#### [TASK REQUIREMENTS]
Give back, character for character, the line that includes "Query: peeling paint wall" and all lines beneath it in the data.

Image point grounding data
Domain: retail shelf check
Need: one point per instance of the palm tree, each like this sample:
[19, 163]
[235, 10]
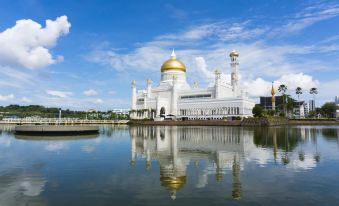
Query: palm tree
[314, 91]
[298, 91]
[282, 89]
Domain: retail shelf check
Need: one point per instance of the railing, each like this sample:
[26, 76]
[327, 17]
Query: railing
[56, 121]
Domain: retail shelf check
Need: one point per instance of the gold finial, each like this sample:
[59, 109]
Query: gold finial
[173, 56]
[217, 72]
[234, 54]
[134, 83]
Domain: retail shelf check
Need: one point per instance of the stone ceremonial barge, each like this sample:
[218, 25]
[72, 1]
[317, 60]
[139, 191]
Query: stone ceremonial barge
[174, 98]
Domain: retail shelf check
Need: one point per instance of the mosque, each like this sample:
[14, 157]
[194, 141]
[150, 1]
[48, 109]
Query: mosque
[175, 98]
[174, 148]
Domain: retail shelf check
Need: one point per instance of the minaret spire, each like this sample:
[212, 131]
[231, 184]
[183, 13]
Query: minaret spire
[173, 56]
[273, 96]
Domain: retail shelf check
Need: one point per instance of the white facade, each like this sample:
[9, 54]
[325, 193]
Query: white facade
[311, 105]
[336, 100]
[175, 98]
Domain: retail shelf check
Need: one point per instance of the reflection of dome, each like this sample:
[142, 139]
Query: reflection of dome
[173, 64]
[234, 54]
[173, 183]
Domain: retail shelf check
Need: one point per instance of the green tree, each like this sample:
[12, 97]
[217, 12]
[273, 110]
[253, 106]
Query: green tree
[329, 109]
[282, 89]
[298, 91]
[257, 111]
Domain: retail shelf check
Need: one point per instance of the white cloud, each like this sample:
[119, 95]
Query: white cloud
[112, 92]
[25, 100]
[27, 43]
[60, 94]
[203, 68]
[91, 92]
[98, 101]
[6, 97]
[309, 16]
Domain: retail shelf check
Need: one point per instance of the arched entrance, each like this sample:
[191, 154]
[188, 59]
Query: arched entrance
[162, 112]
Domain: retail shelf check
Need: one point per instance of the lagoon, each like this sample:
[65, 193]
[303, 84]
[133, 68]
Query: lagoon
[172, 165]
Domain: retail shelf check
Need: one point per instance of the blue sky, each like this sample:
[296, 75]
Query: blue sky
[88, 52]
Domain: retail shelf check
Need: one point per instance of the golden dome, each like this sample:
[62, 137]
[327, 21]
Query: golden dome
[173, 183]
[234, 54]
[173, 64]
[272, 90]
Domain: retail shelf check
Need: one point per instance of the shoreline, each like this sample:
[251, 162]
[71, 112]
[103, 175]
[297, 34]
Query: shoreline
[238, 123]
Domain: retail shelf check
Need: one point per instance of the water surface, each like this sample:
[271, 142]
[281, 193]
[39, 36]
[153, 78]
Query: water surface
[142, 165]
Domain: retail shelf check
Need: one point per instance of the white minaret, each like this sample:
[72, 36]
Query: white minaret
[134, 95]
[217, 83]
[234, 71]
[149, 87]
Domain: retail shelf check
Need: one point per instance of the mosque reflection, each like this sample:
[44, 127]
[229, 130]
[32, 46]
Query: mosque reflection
[175, 147]
[225, 149]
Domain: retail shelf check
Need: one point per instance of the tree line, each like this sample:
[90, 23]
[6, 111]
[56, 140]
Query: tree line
[327, 110]
[53, 112]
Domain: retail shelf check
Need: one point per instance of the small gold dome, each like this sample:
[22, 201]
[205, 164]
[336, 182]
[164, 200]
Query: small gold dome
[173, 64]
[234, 54]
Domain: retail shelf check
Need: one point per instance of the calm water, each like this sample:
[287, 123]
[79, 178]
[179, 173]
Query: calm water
[172, 166]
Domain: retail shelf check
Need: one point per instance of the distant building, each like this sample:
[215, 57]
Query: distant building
[306, 109]
[311, 105]
[266, 103]
[299, 110]
[336, 100]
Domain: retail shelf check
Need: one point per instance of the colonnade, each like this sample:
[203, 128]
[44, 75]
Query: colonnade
[210, 111]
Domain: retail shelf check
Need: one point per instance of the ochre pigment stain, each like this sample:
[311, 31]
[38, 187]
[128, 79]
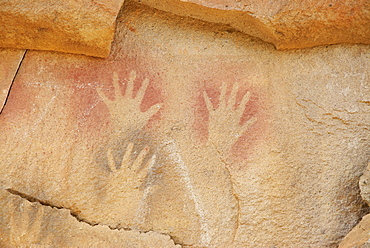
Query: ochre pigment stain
[90, 109]
[254, 110]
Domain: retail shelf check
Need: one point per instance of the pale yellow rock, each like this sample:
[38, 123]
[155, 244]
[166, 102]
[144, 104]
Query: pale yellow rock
[365, 185]
[30, 224]
[9, 63]
[192, 130]
[285, 23]
[359, 236]
[84, 27]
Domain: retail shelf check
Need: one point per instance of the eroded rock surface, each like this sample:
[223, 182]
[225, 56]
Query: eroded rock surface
[84, 27]
[191, 130]
[30, 224]
[9, 64]
[285, 23]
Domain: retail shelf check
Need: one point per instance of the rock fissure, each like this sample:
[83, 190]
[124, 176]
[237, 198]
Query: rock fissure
[46, 204]
[15, 75]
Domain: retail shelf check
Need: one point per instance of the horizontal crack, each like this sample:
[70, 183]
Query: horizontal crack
[44, 203]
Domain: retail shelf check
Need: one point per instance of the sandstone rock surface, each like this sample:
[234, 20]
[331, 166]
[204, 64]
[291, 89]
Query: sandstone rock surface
[189, 129]
[285, 23]
[9, 63]
[84, 27]
[30, 224]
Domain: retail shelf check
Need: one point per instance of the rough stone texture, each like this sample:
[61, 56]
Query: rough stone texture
[359, 236]
[196, 131]
[285, 23]
[84, 27]
[30, 224]
[9, 63]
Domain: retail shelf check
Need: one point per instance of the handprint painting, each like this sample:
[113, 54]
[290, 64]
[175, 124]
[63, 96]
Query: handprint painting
[130, 140]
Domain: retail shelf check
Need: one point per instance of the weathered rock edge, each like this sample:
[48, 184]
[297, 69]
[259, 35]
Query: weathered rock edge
[87, 27]
[287, 24]
[83, 27]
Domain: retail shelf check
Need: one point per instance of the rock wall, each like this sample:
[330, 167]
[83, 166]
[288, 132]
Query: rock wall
[190, 133]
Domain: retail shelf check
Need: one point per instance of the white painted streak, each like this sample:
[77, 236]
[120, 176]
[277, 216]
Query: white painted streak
[182, 169]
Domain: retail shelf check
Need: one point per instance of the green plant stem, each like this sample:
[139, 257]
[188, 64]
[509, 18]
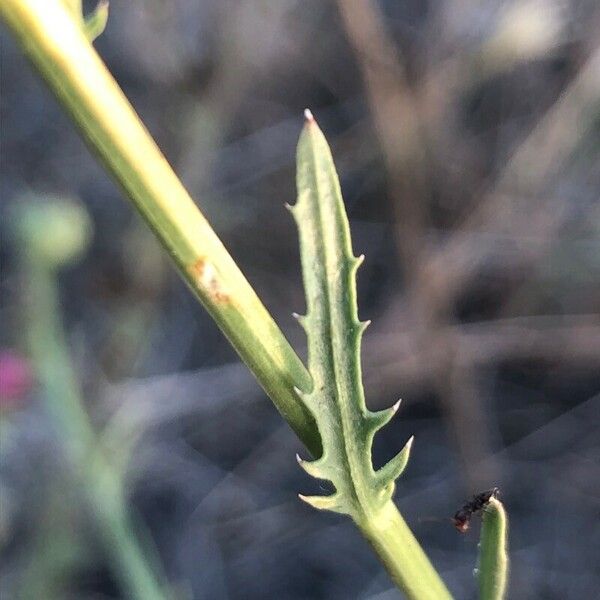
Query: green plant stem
[493, 557]
[57, 46]
[402, 556]
[102, 486]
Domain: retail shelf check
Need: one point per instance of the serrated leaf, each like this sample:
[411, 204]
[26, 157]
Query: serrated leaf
[334, 334]
[395, 467]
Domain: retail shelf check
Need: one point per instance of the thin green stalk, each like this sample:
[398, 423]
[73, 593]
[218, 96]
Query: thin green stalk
[59, 48]
[50, 358]
[402, 556]
[492, 568]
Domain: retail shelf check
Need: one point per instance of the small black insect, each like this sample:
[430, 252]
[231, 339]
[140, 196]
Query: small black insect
[462, 518]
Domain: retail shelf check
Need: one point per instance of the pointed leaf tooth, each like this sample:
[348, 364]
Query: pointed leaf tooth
[394, 468]
[379, 419]
[313, 467]
[331, 502]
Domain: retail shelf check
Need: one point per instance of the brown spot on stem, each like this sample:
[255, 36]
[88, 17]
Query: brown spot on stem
[205, 278]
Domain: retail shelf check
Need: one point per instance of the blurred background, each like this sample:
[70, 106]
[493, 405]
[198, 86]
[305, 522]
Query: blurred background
[467, 138]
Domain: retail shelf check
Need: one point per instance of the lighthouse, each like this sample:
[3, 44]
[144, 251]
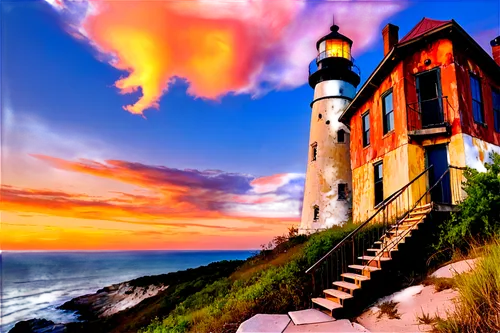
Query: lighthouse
[328, 184]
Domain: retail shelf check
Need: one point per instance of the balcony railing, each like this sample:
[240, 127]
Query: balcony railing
[313, 65]
[431, 113]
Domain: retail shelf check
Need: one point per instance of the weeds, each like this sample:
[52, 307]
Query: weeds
[440, 283]
[388, 308]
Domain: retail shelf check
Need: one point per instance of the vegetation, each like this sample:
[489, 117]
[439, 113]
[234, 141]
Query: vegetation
[478, 219]
[274, 281]
[388, 308]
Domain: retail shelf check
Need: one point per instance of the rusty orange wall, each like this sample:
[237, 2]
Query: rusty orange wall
[379, 144]
[464, 65]
[440, 53]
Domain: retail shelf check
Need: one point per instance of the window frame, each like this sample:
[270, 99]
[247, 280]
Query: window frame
[314, 151]
[343, 135]
[342, 197]
[315, 213]
[496, 112]
[473, 76]
[379, 181]
[383, 97]
[366, 142]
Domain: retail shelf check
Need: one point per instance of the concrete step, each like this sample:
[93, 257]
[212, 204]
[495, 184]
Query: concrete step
[346, 285]
[379, 250]
[327, 304]
[374, 258]
[356, 277]
[364, 268]
[337, 294]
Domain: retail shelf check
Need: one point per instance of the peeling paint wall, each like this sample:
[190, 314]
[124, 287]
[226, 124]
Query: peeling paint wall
[465, 66]
[332, 164]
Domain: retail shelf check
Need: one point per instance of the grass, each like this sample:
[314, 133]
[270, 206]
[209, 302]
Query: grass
[273, 281]
[478, 309]
[388, 308]
[439, 283]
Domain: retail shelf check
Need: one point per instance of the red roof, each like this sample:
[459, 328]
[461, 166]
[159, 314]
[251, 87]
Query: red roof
[422, 27]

#### [OUTPUT FOR THIS TASK]
Query: peeling paint wall
[465, 66]
[332, 164]
Domain: retail shelf check
Need: one point per instance of the grass, each like this sample:
[314, 133]
[270, 206]
[209, 302]
Query: grass
[273, 281]
[478, 309]
[388, 308]
[439, 283]
Domain: retail shelf check
Need: one point per instance of the red roof, each like this sample:
[459, 328]
[461, 166]
[159, 314]
[251, 87]
Query: red roof
[422, 27]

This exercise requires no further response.